▶ [Task to carry out]:
Answer the following from the text on barriers to care:
1. What position does Ronda Hughes hold?
2. What is one of the leading causes of readmissions?
3. What effect does teaching in front of a patient's family have?
===== Extract to read
Barriers to care can have a huge impact on patients’ trust in their healthcare teams and on their recovery.
But nurses help eliminate barriers to care by, for instance, assisting a patient who speaks a different language or helping patients gain a better understanding of their treatment plan.
In doing so, nurses are preventing re-hospitalizations and improving health outcomes.
So, what does it take to break down barriers to care?
It takes good communication skills
Poor communication is one of the top barriers to care. Ronda Hughes, PhD, MHS, RN, FAAN, knows how easily poor communication can interfere with a treatment plan. According to Hughes, misunderstandings between staff and patients can occur because of issues such as low literacy levels and language barriers.
Nurses might think patients understand the instructions they’ve been given, when the reality is patients are too embarrassed to admit they don’t.
“We’ve implemented the teaching vs. telling protocol with our nursing students, new grads and those in residency programs,” said Hughes, who is director of the Center for Nursing Leadership at the University of South Carolina College of Nursing in Columbia, S.C. “A lot of times when a patient isn’t following instructions or taking their medication as directed, it’s not because they’re being difficult, it’s because they don’t understand.”
Hughes said nurses learn how to teach a procedure to a patient or give them instructions and then have the patient verbalize what they’ve learned. Teaching in front of a patient’s family reinforces the messaging.
Referrals to other health professionals
When a patient is discharged from the hospital, they’re given printed instructions with their medications, but sometimes that’s not enough.
“Patients are often discharged with a lot of new medications, and they need help understanding how their prescriptions have changed and how they’re taken,” Hughes said.
“If the medications are complex, having a pharmacist consult with the patient makes sense since inappropriate use of medications is one of the leading causes of readmissions,” he said.
==========
===== Provided material
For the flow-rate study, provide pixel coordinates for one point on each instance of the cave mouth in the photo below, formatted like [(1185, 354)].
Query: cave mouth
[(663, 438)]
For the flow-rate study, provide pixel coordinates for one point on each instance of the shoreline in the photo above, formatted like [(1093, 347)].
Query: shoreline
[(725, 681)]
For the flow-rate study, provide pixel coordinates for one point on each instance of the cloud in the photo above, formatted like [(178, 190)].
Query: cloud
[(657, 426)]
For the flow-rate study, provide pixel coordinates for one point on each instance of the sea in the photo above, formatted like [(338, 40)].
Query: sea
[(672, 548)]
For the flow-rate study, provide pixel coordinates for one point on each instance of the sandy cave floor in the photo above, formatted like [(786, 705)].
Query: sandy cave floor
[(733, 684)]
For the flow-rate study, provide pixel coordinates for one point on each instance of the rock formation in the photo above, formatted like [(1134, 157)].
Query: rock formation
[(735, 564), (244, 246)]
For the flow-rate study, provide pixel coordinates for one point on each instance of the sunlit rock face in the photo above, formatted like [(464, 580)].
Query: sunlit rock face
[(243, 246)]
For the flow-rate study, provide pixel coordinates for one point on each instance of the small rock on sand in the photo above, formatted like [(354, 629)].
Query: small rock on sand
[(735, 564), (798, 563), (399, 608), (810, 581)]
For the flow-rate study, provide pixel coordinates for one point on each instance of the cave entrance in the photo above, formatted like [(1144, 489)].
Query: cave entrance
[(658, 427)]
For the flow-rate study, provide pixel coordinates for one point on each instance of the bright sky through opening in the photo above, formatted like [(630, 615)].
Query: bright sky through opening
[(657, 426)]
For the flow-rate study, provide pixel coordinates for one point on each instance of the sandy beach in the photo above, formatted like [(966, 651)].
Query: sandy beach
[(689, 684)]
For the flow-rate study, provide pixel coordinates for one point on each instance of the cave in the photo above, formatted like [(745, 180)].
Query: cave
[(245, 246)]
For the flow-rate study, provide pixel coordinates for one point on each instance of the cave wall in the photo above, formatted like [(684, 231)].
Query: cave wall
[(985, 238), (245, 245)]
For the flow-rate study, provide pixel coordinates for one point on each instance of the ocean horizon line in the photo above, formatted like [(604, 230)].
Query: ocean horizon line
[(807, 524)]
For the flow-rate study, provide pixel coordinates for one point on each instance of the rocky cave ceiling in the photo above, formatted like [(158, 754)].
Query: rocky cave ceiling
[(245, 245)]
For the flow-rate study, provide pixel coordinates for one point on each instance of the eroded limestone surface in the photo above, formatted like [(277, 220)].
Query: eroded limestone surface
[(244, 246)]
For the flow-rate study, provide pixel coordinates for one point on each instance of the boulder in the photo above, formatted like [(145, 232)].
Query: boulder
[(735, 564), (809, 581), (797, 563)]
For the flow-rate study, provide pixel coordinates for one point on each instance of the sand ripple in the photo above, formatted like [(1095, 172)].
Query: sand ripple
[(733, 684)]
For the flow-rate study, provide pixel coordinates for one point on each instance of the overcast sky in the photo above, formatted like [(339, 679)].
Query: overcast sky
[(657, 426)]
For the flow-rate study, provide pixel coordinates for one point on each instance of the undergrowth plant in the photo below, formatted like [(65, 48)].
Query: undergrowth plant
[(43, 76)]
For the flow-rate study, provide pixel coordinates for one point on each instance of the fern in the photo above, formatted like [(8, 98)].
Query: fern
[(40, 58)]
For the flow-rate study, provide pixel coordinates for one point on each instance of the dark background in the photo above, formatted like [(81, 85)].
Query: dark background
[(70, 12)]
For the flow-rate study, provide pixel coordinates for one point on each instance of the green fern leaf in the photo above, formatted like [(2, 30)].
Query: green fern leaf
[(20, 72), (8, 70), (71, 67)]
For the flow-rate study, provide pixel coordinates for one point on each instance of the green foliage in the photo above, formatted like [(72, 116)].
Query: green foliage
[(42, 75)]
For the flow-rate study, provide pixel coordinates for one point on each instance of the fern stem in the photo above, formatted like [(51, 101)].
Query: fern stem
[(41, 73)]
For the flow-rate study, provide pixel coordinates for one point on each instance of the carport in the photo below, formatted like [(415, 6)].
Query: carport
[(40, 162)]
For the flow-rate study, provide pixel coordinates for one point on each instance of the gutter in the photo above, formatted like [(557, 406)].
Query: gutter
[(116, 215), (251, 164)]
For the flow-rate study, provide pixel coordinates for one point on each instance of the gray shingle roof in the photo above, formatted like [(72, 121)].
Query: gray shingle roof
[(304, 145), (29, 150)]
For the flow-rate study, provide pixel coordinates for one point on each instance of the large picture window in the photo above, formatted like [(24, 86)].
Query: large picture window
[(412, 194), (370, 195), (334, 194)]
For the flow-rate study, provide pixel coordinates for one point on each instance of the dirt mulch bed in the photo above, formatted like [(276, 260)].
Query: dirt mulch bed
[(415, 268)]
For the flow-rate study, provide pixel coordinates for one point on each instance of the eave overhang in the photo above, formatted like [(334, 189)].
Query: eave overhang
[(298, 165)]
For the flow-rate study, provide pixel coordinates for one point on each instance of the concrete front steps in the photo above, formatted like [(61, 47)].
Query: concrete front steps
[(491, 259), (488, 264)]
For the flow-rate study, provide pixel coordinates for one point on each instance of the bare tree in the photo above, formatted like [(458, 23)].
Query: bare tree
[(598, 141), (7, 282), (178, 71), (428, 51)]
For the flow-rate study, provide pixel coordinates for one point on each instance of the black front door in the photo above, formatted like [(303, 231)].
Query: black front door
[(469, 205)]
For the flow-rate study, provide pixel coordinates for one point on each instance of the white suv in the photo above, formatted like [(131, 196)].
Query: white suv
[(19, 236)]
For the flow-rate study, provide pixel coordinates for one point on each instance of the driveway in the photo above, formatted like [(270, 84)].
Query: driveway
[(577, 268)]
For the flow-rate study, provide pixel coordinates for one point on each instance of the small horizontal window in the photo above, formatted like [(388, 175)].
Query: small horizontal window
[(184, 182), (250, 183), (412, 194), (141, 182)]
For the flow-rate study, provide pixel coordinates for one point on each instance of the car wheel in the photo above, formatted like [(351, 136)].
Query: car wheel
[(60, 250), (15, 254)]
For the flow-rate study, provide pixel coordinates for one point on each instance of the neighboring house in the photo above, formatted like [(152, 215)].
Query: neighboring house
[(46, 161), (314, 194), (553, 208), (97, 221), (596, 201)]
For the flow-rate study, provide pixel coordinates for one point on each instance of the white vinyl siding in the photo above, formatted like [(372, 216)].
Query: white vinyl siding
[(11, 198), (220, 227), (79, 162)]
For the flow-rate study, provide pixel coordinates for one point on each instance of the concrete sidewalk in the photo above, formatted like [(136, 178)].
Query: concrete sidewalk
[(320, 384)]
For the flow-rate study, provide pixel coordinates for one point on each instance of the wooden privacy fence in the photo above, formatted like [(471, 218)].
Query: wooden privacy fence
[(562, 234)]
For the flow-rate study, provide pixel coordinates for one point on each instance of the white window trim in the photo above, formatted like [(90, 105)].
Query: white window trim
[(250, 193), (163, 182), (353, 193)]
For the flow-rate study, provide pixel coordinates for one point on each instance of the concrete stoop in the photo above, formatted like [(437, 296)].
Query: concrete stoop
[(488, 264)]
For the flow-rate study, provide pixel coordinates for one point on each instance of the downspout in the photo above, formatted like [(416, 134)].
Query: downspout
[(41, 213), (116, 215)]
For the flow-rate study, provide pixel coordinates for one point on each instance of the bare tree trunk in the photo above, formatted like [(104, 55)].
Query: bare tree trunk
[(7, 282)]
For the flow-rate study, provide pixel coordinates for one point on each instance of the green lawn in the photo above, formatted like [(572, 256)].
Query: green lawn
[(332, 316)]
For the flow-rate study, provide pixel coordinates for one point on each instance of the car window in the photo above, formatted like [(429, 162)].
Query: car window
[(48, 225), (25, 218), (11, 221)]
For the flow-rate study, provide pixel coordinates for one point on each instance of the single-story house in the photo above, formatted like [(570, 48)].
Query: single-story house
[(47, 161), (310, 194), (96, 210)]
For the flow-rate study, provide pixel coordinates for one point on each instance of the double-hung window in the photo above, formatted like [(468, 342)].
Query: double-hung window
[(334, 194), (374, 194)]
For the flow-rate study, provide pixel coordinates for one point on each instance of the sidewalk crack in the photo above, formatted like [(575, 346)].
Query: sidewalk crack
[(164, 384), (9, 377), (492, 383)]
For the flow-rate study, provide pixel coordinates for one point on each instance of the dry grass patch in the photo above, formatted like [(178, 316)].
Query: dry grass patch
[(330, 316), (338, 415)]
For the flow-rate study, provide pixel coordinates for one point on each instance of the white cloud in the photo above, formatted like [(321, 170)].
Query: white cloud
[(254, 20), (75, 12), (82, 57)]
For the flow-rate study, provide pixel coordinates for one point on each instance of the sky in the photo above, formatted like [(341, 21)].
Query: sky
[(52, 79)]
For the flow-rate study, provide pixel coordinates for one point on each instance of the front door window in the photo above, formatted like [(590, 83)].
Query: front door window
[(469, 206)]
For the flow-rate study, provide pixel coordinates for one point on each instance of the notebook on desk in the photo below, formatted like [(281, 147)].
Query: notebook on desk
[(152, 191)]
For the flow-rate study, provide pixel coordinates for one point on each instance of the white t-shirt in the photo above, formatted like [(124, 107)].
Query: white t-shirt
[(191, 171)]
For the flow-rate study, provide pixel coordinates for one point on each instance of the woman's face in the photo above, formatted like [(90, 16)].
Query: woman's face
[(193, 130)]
==========
▶ [Response to the task]:
1. Director of the Center for Nursing Leadership at the University of South Carolina College of Nursing in Columbia, S.C.
2. Inappropriate use of medications.
3. It reinforces the messaging.